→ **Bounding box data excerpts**
********************

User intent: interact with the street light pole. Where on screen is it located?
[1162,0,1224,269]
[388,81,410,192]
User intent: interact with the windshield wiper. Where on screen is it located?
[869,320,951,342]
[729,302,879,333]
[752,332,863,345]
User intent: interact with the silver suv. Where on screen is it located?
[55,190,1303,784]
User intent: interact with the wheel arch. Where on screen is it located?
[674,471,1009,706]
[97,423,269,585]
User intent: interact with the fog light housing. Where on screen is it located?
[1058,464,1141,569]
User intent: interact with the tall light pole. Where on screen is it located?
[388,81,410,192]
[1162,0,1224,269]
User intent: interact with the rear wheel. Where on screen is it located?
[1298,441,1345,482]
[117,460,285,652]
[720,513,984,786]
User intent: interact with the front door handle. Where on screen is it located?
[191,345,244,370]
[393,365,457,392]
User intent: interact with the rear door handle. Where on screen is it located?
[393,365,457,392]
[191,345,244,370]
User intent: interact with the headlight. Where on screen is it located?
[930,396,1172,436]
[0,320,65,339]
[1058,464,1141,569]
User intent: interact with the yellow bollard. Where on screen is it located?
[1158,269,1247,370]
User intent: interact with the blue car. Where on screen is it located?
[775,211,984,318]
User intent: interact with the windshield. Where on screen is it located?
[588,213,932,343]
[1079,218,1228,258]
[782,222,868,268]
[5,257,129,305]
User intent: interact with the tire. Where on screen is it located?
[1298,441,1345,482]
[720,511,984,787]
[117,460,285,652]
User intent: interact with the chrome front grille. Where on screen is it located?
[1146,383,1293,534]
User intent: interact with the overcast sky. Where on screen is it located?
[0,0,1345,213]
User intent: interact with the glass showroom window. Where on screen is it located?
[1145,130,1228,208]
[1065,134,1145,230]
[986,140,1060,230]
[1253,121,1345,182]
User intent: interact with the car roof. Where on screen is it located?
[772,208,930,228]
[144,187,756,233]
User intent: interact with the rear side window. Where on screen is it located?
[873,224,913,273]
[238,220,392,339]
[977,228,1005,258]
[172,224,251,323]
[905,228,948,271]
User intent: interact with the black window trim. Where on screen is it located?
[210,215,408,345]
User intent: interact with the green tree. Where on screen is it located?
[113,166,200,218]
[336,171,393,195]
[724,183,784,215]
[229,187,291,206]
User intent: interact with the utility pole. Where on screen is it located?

********************

→ **Goal**
Reformat all of the data above as a numbered list with one line per item, leaving out any blank lines.

→ **Solution below**
1. User intent: interact with the street light pole. Where on screen is it located?
2. [1162,0,1224,269]
3. [388,81,410,192]
4. User intent: interact with the windshield wiper. Where on screen is it located?
5. [869,320,951,342]
6. [729,302,879,333]
7. [752,332,863,345]
8. User intent: interact with the silver suv. Where on screen is it located?
9. [55,190,1303,784]
10. User intent: interact with the wheel arch. Where on screen is it located?
11. [674,471,1009,706]
12. [97,423,269,585]
13. User intent: interact with the fog light housing. Where on screen is it located?
14. [1058,464,1141,569]
15. User intent: interact with the tall light pole. Where on screen is it located?
16. [388,81,410,192]
17. [1162,0,1224,269]
18. User intent: interact with the rear wheel. Where on screen is it located?
19. [1298,441,1345,482]
20. [117,460,285,652]
21. [720,513,984,786]
22. User intent: interact with the front door handle. Where on screen is it located?
23. [191,345,244,370]
24. [393,365,457,392]
25. User intent: interact with the rear door handle. Where on screen is it located?
26. [393,365,457,392]
27. [191,345,244,370]
28. User intent: interact with the headlight. Where on screen is it located?
29. [930,396,1172,436]
30. [0,320,65,339]
31. [1058,464,1141,569]
32. User intent: interact with the yellow bollard. Where on screen is it located?
33. [1158,269,1247,370]
34. User intent: interact with the blue car. Where on screen is it located?
35. [775,211,984,318]
36. User intent: interact with the windshield. Where on screen is it located?
37. [588,213,932,343]
38. [1079,218,1228,258]
39. [782,222,868,268]
40. [5,257,129,305]
41. User intent: interact with the tire. Where on screen is it located?
42. [1298,441,1345,482]
43. [720,511,984,787]
44. [117,460,285,652]
45. User intent: interact with the chrome front grille. Where on screen is it located?
46. [1146,383,1293,534]
47. User intent: interact with the overcast sky. Where on screen is it located?
48. [0,0,1345,213]
49. User intent: interact with the glass showroom window. Where on screen is it located?
50. [1145,130,1228,208]
51. [1065,134,1145,230]
52. [986,140,1060,230]
53. [1253,121,1345,182]
54. User intent: interact with the car roof. Where on screen is it located?
55. [772,208,930,228]
56. [144,187,756,233]
57. User intent: interact with the rear side window. Where on screen is it located?
58. [873,224,913,273]
59. [238,220,392,339]
60. [977,228,1005,258]
61. [172,224,251,323]
62. [905,228,948,271]
63. User intent: interact with the black window trim. Where on screen is it located?
64. [210,215,408,345]
65. User intent: interact with the green tree. Where on screen is it located?
66. [113,166,200,218]
67. [336,171,393,195]
68. [724,183,784,215]
69. [229,187,291,206]
70. User intent: interact with the utility pole. Where on screen is it located?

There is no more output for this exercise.